_What is required_:
Please copy out all lines of the entries that contain the word "door".

_Excerpted records_:
• • •

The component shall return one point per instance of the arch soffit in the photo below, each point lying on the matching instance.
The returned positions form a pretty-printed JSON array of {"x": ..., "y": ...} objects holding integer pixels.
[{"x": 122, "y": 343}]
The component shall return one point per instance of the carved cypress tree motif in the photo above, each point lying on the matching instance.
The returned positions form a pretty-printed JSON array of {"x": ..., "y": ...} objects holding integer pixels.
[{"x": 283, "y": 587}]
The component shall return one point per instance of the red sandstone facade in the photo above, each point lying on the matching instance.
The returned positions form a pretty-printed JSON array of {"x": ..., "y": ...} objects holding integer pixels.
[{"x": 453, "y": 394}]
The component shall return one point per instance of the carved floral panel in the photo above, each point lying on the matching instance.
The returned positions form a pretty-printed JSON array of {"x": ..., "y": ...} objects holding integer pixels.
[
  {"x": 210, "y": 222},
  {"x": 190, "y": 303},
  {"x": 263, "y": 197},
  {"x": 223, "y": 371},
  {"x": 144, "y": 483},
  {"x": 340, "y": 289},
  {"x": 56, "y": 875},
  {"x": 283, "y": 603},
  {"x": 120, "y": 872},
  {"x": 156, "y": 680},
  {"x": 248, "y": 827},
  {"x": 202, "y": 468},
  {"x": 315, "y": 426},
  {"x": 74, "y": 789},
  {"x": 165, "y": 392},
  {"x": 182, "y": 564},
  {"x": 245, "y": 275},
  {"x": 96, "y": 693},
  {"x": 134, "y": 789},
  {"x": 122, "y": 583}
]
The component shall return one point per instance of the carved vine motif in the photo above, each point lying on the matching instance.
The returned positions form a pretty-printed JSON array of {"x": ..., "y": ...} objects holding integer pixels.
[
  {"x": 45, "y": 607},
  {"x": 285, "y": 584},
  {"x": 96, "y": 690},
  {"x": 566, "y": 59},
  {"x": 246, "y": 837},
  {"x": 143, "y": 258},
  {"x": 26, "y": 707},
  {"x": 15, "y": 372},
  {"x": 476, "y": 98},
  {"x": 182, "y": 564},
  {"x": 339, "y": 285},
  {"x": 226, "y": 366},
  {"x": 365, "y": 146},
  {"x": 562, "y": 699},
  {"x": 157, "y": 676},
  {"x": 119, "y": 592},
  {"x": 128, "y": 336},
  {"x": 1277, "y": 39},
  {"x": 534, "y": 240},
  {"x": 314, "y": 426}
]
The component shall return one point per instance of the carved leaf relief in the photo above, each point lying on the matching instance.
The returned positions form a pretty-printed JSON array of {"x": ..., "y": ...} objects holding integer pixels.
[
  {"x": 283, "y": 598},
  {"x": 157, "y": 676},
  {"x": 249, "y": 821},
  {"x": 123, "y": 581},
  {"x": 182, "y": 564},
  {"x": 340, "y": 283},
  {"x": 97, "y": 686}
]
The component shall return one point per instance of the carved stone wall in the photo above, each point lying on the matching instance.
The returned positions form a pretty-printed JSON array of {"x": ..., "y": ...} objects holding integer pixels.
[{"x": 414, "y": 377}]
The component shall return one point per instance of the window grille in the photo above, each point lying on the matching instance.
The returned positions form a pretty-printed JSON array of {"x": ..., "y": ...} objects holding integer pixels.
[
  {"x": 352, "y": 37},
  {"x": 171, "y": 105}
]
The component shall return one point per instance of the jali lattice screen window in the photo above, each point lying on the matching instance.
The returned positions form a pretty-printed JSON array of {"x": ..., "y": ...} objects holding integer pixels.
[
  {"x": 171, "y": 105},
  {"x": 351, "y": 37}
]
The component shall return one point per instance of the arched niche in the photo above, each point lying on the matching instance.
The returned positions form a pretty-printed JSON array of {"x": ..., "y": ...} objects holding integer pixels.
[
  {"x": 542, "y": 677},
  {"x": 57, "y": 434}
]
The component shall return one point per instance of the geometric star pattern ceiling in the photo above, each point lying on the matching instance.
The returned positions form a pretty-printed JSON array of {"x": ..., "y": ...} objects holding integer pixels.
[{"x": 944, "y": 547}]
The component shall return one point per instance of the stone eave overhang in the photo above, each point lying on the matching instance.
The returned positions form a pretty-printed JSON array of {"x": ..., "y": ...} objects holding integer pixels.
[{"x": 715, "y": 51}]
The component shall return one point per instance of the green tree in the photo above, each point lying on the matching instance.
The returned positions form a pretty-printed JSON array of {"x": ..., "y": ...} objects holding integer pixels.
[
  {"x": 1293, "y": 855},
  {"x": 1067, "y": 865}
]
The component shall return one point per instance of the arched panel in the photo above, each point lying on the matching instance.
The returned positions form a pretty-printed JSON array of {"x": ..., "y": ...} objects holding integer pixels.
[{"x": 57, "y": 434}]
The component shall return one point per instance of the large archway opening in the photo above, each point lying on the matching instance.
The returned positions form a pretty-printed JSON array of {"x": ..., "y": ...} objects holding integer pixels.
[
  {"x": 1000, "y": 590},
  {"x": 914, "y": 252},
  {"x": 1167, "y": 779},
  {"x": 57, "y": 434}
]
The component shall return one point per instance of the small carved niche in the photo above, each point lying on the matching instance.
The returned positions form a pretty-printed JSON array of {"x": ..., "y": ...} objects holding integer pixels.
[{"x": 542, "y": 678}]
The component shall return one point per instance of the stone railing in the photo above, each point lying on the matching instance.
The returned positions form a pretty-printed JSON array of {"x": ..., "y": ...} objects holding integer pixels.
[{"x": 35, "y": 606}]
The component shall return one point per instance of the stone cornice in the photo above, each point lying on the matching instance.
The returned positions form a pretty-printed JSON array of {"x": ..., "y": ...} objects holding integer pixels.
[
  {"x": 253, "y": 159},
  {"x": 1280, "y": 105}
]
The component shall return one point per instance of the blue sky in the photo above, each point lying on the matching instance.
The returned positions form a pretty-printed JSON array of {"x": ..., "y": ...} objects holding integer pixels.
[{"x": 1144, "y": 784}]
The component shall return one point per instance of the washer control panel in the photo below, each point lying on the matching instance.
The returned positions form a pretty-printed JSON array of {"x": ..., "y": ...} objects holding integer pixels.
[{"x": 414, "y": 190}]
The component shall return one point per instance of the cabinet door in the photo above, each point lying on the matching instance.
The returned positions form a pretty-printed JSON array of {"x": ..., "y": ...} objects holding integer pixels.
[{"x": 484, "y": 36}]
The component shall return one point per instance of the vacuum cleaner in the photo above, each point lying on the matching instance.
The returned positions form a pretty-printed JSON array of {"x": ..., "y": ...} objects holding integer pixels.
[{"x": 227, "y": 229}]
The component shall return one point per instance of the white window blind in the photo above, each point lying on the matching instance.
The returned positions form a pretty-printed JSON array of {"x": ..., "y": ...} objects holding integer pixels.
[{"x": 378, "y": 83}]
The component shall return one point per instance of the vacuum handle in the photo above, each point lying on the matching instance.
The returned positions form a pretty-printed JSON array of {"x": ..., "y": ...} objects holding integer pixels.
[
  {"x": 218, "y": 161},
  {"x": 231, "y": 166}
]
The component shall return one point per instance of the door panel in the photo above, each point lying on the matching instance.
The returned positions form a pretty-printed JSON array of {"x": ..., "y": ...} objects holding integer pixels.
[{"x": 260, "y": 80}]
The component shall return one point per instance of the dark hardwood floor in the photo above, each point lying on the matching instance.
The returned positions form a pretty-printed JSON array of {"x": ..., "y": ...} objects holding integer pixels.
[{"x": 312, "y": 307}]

• • •

_Solved exercise_:
The component shall return one point per instance of the cabinet door in the photo above, each point lying on the matching instance.
The component shall return one point per instance of the door panel in the photo above, each point lying on the matching instance.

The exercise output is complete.